Laurie Jill Michelson (born June 18, 1967) is a United States district judge of the United States District Court for the Eastern District of Michigan and former United States magistrate judge of the same court.

Biography
Michelson received an Artium Baccalaureus degree in 1989 from the University of Michigan. She received a Juris Doctor in 1992 from Northwestern University School of Law. From 1992 to 1993, she served as a law clerk to Judge Cornelia G. Kennedy of the United States Court of Appeals for the Sixth Circuit. She joined the law firm of Butzel Long as an associate in 1993, becoming a shareholder in 2000. Her private practice specialized in media law, intellectual property and white collar criminal defense. In 2011, she was appointed as a United States magistrate judge of the United States District Court for the Eastern District of Michigan, a capacity in which she served until her elevation as a district court judge on March 14, 2014.

**RECORDS SUPPLIED:**
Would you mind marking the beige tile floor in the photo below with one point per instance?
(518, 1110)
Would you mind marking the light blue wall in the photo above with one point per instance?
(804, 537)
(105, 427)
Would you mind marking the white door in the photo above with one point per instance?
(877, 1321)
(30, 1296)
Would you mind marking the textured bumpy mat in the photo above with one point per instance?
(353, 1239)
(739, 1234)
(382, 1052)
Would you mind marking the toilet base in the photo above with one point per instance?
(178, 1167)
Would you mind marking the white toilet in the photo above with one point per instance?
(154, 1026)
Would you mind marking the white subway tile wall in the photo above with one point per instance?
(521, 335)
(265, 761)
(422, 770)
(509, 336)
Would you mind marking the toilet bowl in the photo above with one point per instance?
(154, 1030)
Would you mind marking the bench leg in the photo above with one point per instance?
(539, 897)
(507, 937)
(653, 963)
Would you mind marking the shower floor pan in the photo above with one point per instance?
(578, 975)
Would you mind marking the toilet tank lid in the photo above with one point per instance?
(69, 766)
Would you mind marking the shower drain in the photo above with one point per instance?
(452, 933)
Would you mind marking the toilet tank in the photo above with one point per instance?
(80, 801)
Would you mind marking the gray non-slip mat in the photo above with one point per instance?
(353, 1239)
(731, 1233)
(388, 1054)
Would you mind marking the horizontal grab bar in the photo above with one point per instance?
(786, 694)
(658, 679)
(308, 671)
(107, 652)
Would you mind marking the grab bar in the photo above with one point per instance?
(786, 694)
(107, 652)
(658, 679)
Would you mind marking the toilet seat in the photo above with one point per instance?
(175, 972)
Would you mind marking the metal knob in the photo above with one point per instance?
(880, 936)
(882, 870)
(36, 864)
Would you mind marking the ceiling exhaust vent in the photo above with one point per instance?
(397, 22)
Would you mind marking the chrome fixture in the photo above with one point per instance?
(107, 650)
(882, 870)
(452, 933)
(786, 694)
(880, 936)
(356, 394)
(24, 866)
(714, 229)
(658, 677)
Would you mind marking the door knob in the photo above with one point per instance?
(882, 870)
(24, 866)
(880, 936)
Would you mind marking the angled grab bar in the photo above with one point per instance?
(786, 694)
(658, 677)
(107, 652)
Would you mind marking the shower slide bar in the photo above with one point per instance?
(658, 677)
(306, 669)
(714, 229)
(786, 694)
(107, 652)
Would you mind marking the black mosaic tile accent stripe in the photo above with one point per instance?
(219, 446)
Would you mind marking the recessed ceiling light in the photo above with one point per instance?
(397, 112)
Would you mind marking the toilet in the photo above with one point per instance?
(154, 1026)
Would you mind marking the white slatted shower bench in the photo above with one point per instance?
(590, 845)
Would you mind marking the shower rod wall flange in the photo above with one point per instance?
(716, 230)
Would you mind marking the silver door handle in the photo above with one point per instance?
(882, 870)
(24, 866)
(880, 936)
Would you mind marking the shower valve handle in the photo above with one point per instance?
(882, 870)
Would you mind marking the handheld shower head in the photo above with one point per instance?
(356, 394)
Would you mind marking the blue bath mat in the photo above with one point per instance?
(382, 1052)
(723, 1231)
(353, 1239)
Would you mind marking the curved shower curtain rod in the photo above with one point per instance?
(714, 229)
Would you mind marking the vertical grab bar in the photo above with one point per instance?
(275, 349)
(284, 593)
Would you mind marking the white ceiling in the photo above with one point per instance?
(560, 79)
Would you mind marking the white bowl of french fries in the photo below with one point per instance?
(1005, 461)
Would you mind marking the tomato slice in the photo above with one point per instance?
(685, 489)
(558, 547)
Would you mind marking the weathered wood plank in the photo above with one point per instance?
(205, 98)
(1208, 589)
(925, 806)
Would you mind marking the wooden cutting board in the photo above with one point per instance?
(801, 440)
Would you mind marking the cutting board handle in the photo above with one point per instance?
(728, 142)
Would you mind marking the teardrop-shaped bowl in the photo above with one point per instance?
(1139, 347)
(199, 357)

**WRITTEN EXERCISE:** State whether each statement agrees with the Michelson biography, answering yes or no and quoting the deciding words: (a) Michelson earned her Juris Doctor from Northwestern University School of Law. (b) Michelson clerked for a judge of the Eastern District of Michigan. (c) Michelson became a shareholder at Butzel Long in 1993. The data has no connection to the Michelson biography.

**WORKED SOLUTION:**
(a) Yes: "She received a Juris Doctor in 1992 from Northwestern University School of Law."
(b) No: "she served as a law clerk to Judge Cornelia G. Kennedy of the United States Court of Appeals for the Sixth Circuit."
(c) No: "She joined the law firm of Butzel Long as an associate in 1993, becoming a shareholder in 2000."